Data records:

-- Start --

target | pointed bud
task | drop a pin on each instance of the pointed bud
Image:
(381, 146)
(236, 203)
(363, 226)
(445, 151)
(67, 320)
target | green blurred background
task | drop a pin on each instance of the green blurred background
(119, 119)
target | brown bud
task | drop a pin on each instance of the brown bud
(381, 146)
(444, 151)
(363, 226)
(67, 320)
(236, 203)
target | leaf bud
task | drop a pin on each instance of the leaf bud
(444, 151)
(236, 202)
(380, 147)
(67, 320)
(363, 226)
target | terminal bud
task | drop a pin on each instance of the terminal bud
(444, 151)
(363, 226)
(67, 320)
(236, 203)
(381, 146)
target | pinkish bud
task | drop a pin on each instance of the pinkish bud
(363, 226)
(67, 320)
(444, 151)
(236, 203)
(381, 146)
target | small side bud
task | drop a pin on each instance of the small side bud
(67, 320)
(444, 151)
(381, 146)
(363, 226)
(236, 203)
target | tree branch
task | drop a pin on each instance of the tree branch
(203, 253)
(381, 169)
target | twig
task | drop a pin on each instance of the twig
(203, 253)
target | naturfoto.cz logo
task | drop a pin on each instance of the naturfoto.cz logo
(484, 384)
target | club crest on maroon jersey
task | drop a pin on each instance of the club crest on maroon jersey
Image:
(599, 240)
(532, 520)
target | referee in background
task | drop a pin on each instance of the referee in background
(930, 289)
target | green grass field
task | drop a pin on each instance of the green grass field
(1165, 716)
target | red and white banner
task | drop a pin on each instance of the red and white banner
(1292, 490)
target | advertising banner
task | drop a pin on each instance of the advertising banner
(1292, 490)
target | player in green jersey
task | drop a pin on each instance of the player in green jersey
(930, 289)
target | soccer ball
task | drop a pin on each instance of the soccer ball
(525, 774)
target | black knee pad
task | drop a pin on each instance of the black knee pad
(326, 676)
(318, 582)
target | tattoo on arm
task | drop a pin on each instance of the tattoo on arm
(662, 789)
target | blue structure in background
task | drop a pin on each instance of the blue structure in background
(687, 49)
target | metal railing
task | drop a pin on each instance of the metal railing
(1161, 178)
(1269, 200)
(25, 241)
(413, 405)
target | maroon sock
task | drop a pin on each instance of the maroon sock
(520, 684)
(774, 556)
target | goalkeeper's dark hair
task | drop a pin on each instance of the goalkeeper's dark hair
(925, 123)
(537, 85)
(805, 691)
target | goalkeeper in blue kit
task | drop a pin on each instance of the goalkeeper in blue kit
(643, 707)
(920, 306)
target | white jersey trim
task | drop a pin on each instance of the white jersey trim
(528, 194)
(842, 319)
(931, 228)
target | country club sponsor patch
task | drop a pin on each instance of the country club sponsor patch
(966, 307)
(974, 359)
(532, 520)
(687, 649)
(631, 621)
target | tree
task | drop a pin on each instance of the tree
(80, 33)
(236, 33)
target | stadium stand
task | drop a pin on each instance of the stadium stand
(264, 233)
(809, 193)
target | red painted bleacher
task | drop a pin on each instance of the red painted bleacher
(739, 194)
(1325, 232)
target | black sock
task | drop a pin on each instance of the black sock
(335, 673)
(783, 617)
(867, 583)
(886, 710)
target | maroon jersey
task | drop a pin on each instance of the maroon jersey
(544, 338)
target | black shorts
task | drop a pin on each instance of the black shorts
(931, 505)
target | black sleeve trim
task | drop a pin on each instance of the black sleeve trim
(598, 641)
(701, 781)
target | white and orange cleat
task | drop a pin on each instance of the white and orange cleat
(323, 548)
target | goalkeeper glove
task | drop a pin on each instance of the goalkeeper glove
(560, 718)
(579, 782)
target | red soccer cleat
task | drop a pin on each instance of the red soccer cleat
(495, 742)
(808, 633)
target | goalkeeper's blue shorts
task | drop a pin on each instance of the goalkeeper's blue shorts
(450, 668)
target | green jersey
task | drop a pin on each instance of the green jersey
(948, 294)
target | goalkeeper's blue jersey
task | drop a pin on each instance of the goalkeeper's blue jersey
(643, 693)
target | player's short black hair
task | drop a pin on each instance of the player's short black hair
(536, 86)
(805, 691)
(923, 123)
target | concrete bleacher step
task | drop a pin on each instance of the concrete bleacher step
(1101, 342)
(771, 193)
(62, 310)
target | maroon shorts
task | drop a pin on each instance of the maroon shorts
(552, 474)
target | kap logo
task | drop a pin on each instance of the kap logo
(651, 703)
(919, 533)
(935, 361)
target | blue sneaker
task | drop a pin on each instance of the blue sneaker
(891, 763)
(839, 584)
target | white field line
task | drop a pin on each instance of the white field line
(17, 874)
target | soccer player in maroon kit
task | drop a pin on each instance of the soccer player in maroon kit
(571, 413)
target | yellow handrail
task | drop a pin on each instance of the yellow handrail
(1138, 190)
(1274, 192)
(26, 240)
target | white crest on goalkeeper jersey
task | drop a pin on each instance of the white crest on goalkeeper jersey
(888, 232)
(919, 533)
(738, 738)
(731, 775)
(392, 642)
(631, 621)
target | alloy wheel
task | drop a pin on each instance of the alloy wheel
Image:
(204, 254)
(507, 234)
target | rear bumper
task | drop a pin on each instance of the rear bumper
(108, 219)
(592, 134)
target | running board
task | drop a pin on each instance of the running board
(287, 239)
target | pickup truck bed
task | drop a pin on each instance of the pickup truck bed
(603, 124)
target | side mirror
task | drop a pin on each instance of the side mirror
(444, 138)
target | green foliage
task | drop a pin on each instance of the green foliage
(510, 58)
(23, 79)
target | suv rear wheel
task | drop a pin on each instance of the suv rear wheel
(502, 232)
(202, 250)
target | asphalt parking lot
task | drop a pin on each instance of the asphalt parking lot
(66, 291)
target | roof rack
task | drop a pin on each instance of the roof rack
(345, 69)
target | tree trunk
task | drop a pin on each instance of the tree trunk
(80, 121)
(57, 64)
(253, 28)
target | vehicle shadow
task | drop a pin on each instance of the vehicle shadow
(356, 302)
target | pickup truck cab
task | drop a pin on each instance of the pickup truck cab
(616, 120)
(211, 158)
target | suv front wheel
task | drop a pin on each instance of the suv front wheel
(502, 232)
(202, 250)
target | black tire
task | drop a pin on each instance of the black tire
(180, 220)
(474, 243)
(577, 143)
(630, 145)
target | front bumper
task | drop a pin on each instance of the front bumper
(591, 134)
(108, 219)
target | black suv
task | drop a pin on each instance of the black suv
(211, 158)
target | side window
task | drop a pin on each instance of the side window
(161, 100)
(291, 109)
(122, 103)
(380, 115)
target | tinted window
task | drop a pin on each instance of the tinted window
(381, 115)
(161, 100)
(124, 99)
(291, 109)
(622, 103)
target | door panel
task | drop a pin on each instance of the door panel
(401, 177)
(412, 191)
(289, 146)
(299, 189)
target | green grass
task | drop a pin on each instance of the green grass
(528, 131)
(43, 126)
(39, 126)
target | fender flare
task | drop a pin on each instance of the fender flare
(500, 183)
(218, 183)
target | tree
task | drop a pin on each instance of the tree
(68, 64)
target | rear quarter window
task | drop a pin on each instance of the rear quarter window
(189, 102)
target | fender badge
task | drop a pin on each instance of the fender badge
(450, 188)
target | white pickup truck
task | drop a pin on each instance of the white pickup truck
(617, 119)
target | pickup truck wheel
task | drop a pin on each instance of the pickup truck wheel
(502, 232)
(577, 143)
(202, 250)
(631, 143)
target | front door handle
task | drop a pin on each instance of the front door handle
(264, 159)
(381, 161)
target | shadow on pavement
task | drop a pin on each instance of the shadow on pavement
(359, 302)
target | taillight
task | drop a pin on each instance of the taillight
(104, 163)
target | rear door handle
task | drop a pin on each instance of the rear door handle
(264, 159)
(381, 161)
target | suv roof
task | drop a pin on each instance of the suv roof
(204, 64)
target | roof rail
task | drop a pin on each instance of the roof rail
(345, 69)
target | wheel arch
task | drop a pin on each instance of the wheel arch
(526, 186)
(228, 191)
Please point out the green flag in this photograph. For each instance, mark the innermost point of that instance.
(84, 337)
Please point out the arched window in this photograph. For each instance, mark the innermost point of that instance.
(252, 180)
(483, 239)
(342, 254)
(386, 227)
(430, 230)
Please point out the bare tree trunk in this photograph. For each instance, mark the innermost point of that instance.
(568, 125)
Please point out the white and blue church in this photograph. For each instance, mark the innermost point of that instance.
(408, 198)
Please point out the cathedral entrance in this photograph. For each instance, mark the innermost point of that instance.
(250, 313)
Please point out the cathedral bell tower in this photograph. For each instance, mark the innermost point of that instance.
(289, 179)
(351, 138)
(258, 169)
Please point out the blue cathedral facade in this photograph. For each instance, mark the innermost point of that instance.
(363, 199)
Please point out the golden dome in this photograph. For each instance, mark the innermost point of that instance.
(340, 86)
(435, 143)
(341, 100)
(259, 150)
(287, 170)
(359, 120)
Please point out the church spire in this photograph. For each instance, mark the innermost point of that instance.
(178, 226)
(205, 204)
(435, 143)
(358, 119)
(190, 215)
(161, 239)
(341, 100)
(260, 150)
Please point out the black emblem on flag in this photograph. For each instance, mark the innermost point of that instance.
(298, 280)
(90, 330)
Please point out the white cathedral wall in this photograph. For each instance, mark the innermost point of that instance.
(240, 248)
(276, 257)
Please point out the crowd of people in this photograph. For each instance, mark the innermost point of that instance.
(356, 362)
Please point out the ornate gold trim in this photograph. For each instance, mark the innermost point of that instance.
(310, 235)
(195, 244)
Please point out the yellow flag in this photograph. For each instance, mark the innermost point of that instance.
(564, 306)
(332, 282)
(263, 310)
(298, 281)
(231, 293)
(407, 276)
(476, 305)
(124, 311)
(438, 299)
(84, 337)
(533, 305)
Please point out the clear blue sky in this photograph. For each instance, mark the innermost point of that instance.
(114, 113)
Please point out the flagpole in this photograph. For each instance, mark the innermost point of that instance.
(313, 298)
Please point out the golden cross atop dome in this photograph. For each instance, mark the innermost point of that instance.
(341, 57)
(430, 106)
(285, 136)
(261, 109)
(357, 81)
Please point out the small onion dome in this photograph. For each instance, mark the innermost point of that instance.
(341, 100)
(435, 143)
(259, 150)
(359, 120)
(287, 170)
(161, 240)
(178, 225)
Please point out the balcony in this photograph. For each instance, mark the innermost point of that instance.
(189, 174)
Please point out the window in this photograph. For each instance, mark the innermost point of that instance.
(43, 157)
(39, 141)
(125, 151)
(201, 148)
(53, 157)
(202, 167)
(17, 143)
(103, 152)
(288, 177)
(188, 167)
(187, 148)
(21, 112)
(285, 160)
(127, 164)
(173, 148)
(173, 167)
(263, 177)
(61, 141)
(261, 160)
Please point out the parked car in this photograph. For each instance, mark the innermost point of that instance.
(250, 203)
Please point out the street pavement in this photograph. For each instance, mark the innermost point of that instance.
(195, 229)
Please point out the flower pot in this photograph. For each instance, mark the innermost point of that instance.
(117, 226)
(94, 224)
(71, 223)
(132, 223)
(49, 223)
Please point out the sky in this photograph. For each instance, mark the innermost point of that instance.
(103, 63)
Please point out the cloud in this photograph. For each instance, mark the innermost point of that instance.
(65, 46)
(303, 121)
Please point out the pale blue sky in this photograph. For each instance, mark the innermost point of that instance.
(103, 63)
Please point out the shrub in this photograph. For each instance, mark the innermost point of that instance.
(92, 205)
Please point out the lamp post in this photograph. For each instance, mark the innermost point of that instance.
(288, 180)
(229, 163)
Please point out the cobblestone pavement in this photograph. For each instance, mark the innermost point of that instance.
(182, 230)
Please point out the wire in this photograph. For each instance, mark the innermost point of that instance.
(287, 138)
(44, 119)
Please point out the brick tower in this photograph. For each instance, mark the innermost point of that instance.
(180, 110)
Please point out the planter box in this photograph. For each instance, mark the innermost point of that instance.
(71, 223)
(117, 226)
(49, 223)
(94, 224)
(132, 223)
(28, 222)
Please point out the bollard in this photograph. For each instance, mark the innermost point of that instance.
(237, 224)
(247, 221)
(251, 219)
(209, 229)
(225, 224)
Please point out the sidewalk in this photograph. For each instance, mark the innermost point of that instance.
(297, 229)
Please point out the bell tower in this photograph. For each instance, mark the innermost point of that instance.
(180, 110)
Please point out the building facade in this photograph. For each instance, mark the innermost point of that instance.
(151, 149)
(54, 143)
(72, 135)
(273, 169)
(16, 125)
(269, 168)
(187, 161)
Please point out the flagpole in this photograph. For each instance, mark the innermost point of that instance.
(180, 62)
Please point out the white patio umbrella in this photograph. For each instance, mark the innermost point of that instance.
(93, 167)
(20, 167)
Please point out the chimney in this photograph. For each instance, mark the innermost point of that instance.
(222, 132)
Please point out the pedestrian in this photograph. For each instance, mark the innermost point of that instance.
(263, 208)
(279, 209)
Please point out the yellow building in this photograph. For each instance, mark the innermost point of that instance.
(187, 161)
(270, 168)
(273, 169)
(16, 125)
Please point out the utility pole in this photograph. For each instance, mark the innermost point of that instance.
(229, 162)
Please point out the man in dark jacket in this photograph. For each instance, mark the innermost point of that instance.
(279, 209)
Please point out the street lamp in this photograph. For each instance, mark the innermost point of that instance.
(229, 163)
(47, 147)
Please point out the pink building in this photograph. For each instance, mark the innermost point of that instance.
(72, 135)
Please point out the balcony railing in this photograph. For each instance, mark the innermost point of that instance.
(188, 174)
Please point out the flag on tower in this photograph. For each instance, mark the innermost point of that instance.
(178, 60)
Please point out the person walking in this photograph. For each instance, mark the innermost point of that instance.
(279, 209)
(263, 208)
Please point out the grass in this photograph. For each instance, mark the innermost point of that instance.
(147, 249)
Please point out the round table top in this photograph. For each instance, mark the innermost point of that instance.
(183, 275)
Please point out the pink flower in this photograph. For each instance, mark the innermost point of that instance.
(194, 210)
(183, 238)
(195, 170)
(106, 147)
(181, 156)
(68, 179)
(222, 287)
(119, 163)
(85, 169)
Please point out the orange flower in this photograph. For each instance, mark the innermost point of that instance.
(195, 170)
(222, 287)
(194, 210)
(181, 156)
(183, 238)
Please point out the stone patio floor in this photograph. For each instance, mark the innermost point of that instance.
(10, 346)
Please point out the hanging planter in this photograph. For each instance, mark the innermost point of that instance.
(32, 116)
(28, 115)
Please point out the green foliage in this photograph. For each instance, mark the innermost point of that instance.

-- End --

• _Exercise objective_: Keep only the lines from the one containing "Please point out the person" to the end of the entries, and repeat them exactly.

• _Answer to this exercise_:
Please point out the person walking in this photograph. For each instance, mark the innermost point of that instance.
(279, 209)
(263, 208)
Please point out the grass in this photograph. For each instance, mark the innermost point of that instance.
(147, 249)
Please point out the round table top in this photograph. For each instance, mark the innermost point of that instance.
(183, 275)
Please point out the pink flower in this photograph. For each instance, mark the innermost point of that instance.
(194, 210)
(183, 238)
(195, 170)
(106, 147)
(181, 156)
(68, 179)
(222, 287)
(119, 163)
(85, 169)
Please point out the orange flower in this photograph. For each instance, mark the innermost point of that instance.
(195, 170)
(222, 287)
(194, 210)
(181, 156)
(183, 238)
Please point out the stone patio floor in this photograph. For each instance, mark the innermost point of that instance.
(10, 346)
Please point out the hanging planter in this photograph. For each instance, mark the innermost point of that instance.
(32, 116)
(28, 115)
Please point out the green foliage in this photograph. For each instance, mark the innermost point of that instance.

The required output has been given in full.